→ **PROVIDED INFORMATION**
= = =

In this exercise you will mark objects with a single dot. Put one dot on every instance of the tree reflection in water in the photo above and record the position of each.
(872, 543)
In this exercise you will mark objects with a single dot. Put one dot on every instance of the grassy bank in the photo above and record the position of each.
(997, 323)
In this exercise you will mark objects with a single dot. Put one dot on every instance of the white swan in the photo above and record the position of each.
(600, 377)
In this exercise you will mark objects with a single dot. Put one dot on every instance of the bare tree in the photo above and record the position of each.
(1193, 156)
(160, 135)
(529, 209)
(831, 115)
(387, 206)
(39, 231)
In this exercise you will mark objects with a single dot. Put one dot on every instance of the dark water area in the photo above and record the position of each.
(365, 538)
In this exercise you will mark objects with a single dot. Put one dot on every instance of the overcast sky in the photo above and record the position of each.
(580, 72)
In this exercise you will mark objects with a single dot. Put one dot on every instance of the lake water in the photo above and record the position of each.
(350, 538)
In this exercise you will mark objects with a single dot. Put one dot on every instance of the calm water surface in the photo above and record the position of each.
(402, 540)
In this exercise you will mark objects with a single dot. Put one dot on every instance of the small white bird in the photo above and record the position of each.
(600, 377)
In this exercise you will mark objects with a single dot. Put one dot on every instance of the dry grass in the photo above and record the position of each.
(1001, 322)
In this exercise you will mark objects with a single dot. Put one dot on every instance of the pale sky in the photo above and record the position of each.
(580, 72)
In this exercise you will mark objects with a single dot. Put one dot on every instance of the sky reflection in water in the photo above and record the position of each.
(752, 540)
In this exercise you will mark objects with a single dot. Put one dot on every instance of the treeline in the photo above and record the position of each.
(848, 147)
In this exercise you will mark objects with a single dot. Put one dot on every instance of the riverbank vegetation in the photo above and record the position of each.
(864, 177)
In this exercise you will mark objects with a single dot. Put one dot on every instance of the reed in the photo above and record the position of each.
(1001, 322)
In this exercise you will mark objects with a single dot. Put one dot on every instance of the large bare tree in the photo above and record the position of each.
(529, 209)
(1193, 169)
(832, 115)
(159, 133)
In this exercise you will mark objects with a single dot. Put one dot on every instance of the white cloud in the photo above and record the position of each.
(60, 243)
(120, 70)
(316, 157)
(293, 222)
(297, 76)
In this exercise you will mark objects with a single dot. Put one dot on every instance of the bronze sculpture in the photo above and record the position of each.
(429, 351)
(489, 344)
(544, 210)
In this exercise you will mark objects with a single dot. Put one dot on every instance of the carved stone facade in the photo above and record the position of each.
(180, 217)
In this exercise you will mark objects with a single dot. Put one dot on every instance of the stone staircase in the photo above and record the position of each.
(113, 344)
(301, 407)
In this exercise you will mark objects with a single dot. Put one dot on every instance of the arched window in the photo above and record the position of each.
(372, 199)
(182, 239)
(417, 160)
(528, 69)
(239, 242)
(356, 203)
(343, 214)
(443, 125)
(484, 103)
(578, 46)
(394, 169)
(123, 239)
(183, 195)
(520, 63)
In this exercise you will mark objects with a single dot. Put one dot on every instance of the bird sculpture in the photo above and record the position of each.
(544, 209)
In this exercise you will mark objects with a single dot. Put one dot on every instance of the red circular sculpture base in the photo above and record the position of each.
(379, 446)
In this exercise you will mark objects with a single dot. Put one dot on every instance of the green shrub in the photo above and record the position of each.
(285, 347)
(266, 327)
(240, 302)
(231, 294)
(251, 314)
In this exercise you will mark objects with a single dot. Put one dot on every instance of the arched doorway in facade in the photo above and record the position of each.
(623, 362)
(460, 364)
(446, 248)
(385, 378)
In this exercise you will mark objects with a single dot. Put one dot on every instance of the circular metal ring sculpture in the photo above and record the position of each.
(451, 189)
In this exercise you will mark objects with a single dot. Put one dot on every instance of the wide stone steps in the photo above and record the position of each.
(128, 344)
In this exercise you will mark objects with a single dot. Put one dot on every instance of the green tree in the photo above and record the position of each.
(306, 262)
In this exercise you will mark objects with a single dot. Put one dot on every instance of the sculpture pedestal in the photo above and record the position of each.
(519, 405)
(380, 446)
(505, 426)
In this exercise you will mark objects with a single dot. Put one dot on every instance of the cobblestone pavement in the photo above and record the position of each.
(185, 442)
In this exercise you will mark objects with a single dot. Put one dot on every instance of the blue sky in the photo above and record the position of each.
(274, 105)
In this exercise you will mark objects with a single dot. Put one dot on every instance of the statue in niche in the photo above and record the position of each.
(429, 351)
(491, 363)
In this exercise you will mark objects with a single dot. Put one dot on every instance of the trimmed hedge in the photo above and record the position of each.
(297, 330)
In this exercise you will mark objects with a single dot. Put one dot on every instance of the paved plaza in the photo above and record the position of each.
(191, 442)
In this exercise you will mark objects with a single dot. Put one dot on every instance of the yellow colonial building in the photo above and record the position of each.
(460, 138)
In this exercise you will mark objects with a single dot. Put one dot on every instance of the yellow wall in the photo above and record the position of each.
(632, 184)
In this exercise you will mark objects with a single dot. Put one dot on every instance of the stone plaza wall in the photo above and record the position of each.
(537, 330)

= = =

→ **TASK**
Rewrite all of the data above as a JSON list of strings, one string per line, leaving out blank lines.

→ **TASK SOLUTION**
[
  "In this exercise you will mark objects with a single dot. Put one dot on every instance of the tree reflection in water in the photo above and record the position of each.",
  "(872, 543)",
  "In this exercise you will mark objects with a single dot. Put one dot on every instance of the grassy bank in the photo above and record the position of each.",
  "(997, 323)",
  "In this exercise you will mark objects with a single dot. Put one dot on every instance of the white swan in the photo above and record the position of each.",
  "(600, 377)",
  "In this exercise you will mark objects with a single dot. Put one dot on every instance of the bare tree in the photo above and record the position of each.",
  "(1193, 156)",
  "(160, 135)",
  "(529, 209)",
  "(831, 115)",
  "(387, 206)",
  "(39, 231)",
  "In this exercise you will mark objects with a single dot. Put one dot on every instance of the dark water area in the photo above and record the position of each.",
  "(365, 538)",
  "In this exercise you will mark objects with a single dot. Put one dot on every instance of the overcast sky in the photo above and record the position of each.",
  "(580, 72)",
  "In this exercise you will mark objects with a single dot. Put one dot on every instance of the lake water in the photo above and record the position of each.",
  "(350, 538)",
  "In this exercise you will mark objects with a single dot. Put one dot on every instance of the calm water surface in the photo above and record the position of each.",
  "(402, 540)",
  "In this exercise you will mark objects with a single dot. Put one dot on every instance of the small white bird in the photo above and record the position of each.",
  "(600, 377)",
  "In this exercise you will mark objects with a single dot. Put one dot on every instance of the dry grass in the photo above and record the position of each.",
  "(1001, 322)",
  "In this exercise you will mark objects with a single dot. Put one dot on every instance of the pale sky in the photo above and record the position of each.",
  "(580, 72)",
  "In this exercise you will mark objects with a single dot. Put one dot on every instance of the sky reflection in water in the photo above and record the position of each.",
  "(752, 540)",
  "In this exercise you will mark objects with a single dot. Put one dot on every instance of the treeline in the photo above and record the position of each.",
  "(848, 147)",
  "In this exercise you will mark objects with a single dot. Put one dot on every instance of the riverbank vegetation in the photo above and record the position of each.",
  "(864, 177)",
  "In this exercise you will mark objects with a single dot. Put one dot on every instance of the reed in the photo above and record the position of each.",
  "(1001, 322)",
  "In this exercise you will mark objects with a single dot. Put one dot on every instance of the large bare tree in the photo above and record the position of each.",
  "(529, 209)",
  "(1193, 169)",
  "(832, 115)",
  "(159, 133)",
  "In this exercise you will mark objects with a single dot. Put one dot on every instance of the white cloud in the photo above and record the position of each.",
  "(60, 243)",
  "(120, 70)",
  "(316, 157)",
  "(293, 222)",
  "(297, 76)",
  "In this exercise you will mark objects with a single dot. Put one dot on every instance of the bronze sculpture in the photo above and record the position of each.",
  "(429, 351)",
  "(489, 344)",
  "(544, 210)",
  "In this exercise you will mark objects with a single dot. Put one dot on every instance of the carved stone facade in the photo above and record the position of each.",
  "(180, 217)",
  "In this exercise you will mark objects with a single dot. Put one dot on every instance of the stone staircase in the photo above and record the position of each.",
  "(113, 344)",
  "(301, 407)",
  "In this exercise you will mark objects with a single dot. Put one dot on every instance of the arched window in the photo above and record the position of each.",
  "(372, 199)",
  "(182, 239)",
  "(417, 160)",
  "(528, 69)",
  "(239, 242)",
  "(356, 203)",
  "(343, 214)",
  "(443, 125)",
  "(484, 103)",
  "(578, 46)",
  "(394, 169)",
  "(123, 239)",
  "(183, 195)",
  "(520, 63)",
  "In this exercise you will mark objects with a single dot. Put one dot on every instance of the bird sculpture in the photo above and record the position of each.",
  "(544, 209)",
  "In this exercise you will mark objects with a single dot. Put one dot on every instance of the red circular sculpture base in the photo above and record the position of each.",
  "(379, 446)",
  "In this exercise you will mark objects with a single dot. Put one dot on every instance of the green shrub in the photo above and record the position of each.",
  "(285, 347)",
  "(266, 327)",
  "(240, 302)",
  "(231, 294)",
  "(251, 314)",
  "In this exercise you will mark objects with a single dot. Put one dot on every instance of the arched doorway in facade in the photo above and record the position of each.",
  "(623, 362)",
  "(460, 364)",
  "(446, 248)",
  "(385, 378)",
  "In this exercise you will mark objects with a single dot. Put one dot on every instance of the circular metal ring sculpture in the photo above and record the position of each.",
  "(451, 189)",
  "In this exercise you will mark objects with a single dot. Put one dot on every instance of the wide stone steps in the photo above and record the position of each.",
  "(128, 344)",
  "In this exercise you will mark objects with a single dot. Put one dot on every instance of the green tree in the photo above and record the position of each.",
  "(306, 262)",
  "In this exercise you will mark objects with a single dot. Put one dot on every instance of the sculpture pedestal in the photo above and record the position of each.",
  "(519, 405)",
  "(380, 446)",
  "(505, 426)",
  "In this exercise you will mark objects with a single dot. Put one dot on every instance of the cobblestone pavement in the photo above and record the position of each.",
  "(185, 442)",
  "In this exercise you will mark objects with a single dot. Put one dot on every instance of the blue sky in the photo above and record the position of each.",
  "(274, 105)",
  "In this exercise you will mark objects with a single dot. Put one dot on every instance of the statue in niche in the photo above and record the position of each.",
  "(429, 351)",
  "(491, 363)",
  "In this exercise you will mark objects with a single dot. Put one dot on every instance of the trimmed hedge in the photo above and record the position of each.",
  "(297, 330)",
  "In this exercise you will mark objects with a single dot. Put one dot on every instance of the paved plaza in the photo above and record the position of each.",
  "(191, 442)",
  "In this exercise you will mark objects with a single dot. Put one dot on every instance of the yellow colonial building in the photo above and record the position of each.",
  "(460, 138)",
  "In this exercise you will mark objects with a single dot. Put one dot on every instance of the yellow wall in the photo above and record the position of each.",
  "(632, 184)",
  "In this exercise you will mark objects with a single dot. Put one dot on every instance of the stone plaza wall in the photo above and record the position of each.",
  "(537, 330)"
]